TASK: Reproduce the rows word for word, starting at the line that contains "Provide the mask of every instance of the red" and ending at the last of the rows, and omit the picture from your output.

DATASET ROWS:
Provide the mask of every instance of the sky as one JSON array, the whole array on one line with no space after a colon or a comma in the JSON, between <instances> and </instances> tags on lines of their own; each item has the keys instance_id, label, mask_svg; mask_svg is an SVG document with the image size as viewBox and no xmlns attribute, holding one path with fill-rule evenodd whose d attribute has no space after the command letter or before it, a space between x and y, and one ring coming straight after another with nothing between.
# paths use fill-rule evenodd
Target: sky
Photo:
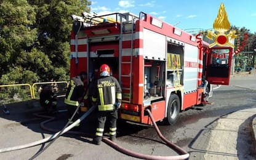
<instances>
[{"instance_id":1,"label":"sky","mask_svg":"<svg viewBox=\"0 0 256 160\"><path fill-rule=\"evenodd\" d=\"M91 13L140 12L149 14L191 33L213 30L222 2L231 25L245 27L256 33L255 0L91 0Z\"/></svg>"}]
</instances>

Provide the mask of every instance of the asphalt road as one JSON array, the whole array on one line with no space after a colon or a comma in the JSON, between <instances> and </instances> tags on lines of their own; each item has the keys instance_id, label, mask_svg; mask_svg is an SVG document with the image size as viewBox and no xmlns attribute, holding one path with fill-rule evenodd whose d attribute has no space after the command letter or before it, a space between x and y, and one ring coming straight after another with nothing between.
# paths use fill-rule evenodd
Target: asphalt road
<instances>
[{"instance_id":1,"label":"asphalt road","mask_svg":"<svg viewBox=\"0 0 256 160\"><path fill-rule=\"evenodd\" d=\"M255 79L255 75L232 78L229 86L222 86L214 91L214 97L210 99L214 103L213 105L194 107L181 113L178 122L174 126L159 122L160 130L167 139L188 151L190 153L190 159L204 159L209 143L209 126L221 116L256 107ZM16 103L7 106L10 112L9 115L0 113L0 149L33 142L51 135L39 126L46 119L33 114L41 111L36 101ZM62 105L61 103L58 105ZM61 129L66 122L64 119L66 116L65 112L59 113L54 121L46 124L46 126ZM93 134L95 130L93 114L91 118L92 120L83 122L81 127L76 131ZM120 122L117 143L134 151L153 155L177 155L161 143L154 129L150 126ZM250 135L246 137L249 138L245 141L250 141ZM36 159L136 159L104 143L100 146L94 145L90 143L91 140L88 135L65 134ZM251 147L250 143L242 144L242 149L247 150ZM0 159L29 159L46 145L0 153ZM236 159L236 157L234 158Z\"/></svg>"}]
</instances>

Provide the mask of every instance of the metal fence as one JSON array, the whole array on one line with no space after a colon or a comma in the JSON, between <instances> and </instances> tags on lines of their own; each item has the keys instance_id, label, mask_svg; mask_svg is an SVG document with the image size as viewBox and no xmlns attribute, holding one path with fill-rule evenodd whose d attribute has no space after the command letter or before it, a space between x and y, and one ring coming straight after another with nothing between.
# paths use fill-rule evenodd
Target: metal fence
<instances>
[{"instance_id":1,"label":"metal fence","mask_svg":"<svg viewBox=\"0 0 256 160\"><path fill-rule=\"evenodd\" d=\"M0 105L39 99L43 87L52 89L58 97L63 97L67 86L66 81L36 82L32 86L29 84L0 85Z\"/></svg>"}]
</instances>

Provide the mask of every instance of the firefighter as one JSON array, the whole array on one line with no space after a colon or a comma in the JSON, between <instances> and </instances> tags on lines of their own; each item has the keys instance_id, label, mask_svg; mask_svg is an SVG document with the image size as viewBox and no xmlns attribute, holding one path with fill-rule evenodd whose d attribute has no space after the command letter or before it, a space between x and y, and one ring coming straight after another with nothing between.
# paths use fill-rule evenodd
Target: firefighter
<instances>
[{"instance_id":1,"label":"firefighter","mask_svg":"<svg viewBox=\"0 0 256 160\"><path fill-rule=\"evenodd\" d=\"M46 85L42 86L39 94L39 101L40 105L47 113L52 114L56 111L57 96Z\"/></svg>"},{"instance_id":2,"label":"firefighter","mask_svg":"<svg viewBox=\"0 0 256 160\"><path fill-rule=\"evenodd\" d=\"M70 118L74 113L79 103L83 103L84 97L87 97L84 89L84 81L86 79L87 73L82 71L79 76L71 78L70 81L64 103L66 105L70 123L73 123L73 121L71 121ZM81 111L78 110L74 116L74 121L79 118L80 113Z\"/></svg>"},{"instance_id":3,"label":"firefighter","mask_svg":"<svg viewBox=\"0 0 256 160\"><path fill-rule=\"evenodd\" d=\"M120 84L110 73L108 65L103 64L100 66L100 78L92 94L92 100L98 106L98 127L92 142L95 145L100 145L106 119L110 122L110 140L114 141L116 136L118 109L121 106L122 94Z\"/></svg>"}]
</instances>

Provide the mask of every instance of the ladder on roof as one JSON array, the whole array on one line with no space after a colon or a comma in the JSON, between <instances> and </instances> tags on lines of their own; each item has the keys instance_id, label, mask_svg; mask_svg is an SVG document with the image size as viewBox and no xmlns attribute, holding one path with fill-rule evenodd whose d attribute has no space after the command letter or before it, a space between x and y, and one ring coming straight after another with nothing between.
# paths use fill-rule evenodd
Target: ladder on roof
<instances>
[{"instance_id":1,"label":"ladder on roof","mask_svg":"<svg viewBox=\"0 0 256 160\"><path fill-rule=\"evenodd\" d=\"M126 22L124 22L122 23L121 23L121 48L119 49L119 50L121 52L121 56L119 56L119 62L121 64L121 69L120 70L119 75L121 75L120 79L121 79L122 81L122 101L124 102L130 103L132 98L132 55L134 52L134 23L137 17L130 14L127 15L127 16L131 16L130 17L132 18L132 20L129 21L129 17L127 17ZM122 53L122 41L123 33L130 34L130 50L129 52L130 56L126 56L126 58L122 57L122 56L124 56L124 53Z\"/></svg>"}]
</instances>

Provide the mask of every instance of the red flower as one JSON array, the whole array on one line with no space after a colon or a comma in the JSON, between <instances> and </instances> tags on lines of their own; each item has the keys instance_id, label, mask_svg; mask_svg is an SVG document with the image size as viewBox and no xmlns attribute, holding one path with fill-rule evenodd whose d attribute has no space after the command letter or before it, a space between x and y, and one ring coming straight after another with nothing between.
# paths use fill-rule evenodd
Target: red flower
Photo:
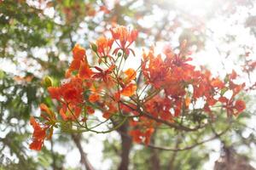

EXERCISE ANSWER:
Provide the mask of every instance of the red flower as one JSON array, the whole array on one line with no space after a colon or a comma in the JSON, between <instances> and </instances> tags on lines of their own; each item has the keys instance_id, label, mask_svg; mask_svg is an SVG document with the image size as viewBox and no xmlns attribute, holding one path with fill-rule evenodd whose d attribute has no space after the command letter or before it, a space between x and y, and one ring coming straight after another with nothing between.
# paths use fill-rule evenodd
Target: red flower
Photo:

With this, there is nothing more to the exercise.